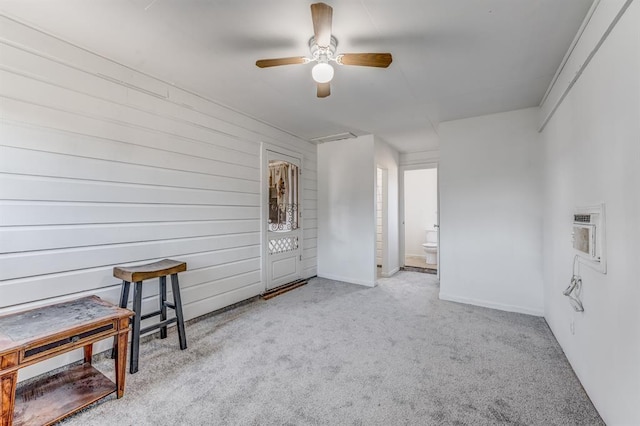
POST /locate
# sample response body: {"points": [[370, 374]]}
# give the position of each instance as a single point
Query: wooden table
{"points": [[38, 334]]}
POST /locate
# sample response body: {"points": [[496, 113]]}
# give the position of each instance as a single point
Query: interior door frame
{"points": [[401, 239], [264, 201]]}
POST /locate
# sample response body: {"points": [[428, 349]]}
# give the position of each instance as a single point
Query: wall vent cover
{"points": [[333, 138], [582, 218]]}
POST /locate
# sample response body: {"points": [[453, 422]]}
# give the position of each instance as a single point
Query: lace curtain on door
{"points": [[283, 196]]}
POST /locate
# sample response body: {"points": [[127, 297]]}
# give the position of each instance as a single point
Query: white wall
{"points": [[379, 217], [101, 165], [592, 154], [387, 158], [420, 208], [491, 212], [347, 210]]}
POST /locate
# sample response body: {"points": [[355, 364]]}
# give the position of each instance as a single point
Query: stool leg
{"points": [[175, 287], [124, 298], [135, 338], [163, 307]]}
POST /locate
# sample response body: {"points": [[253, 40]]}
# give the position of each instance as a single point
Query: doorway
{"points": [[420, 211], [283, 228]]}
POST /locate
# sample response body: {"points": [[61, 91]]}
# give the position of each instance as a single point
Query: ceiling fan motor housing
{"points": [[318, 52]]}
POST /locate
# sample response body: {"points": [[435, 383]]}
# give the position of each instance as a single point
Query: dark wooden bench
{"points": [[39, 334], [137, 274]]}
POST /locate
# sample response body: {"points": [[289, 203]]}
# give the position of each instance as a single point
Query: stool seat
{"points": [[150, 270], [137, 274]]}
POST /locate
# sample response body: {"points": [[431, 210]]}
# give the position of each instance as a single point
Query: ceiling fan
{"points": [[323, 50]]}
***
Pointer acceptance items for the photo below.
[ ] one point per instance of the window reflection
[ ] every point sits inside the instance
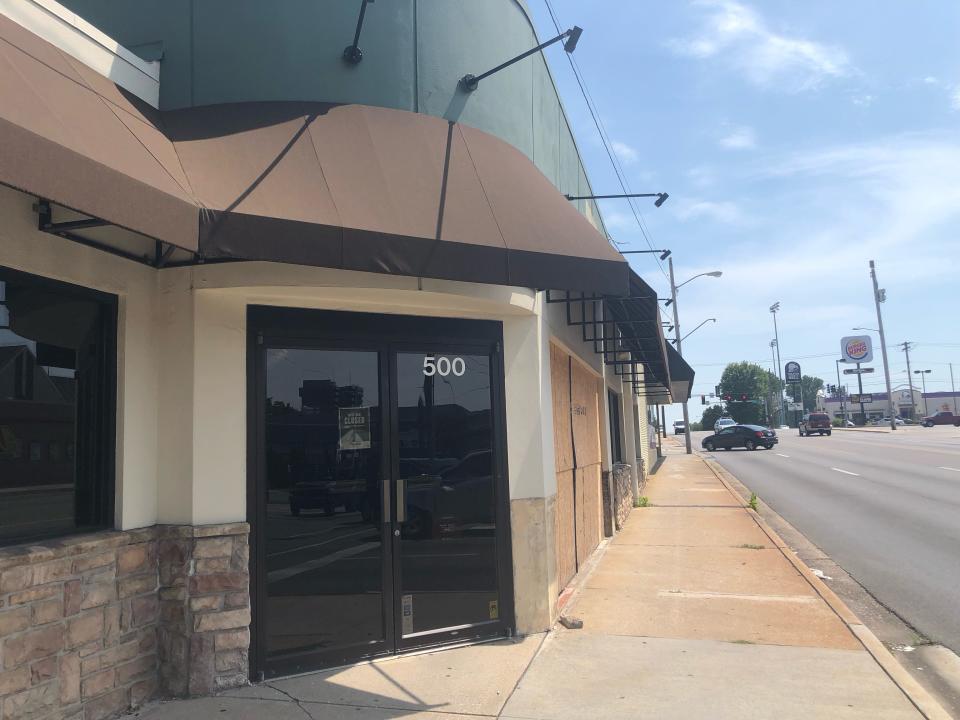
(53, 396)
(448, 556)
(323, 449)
***
• [Your goal]
The answer must be every line of the records that contains the word "body".

• [Solution to the exercise]
# sample response body: {"points": [[370, 374]]}
# sample response body: {"points": [[496, 113]]}
# sample response body: {"points": [[428, 349]]}
# sample response body: {"points": [[453, 422]]}
# sample response body: {"points": [[127, 297]]}
# sample response body: {"points": [[355, 364]]}
# sample response body: {"points": [[253, 40]]}
# sample response body: {"points": [[61, 91]]}
# sample response body: {"points": [[435, 383]]}
# sample response body: {"points": [[289, 203]]}
# sample response body: {"points": [[431, 210]]}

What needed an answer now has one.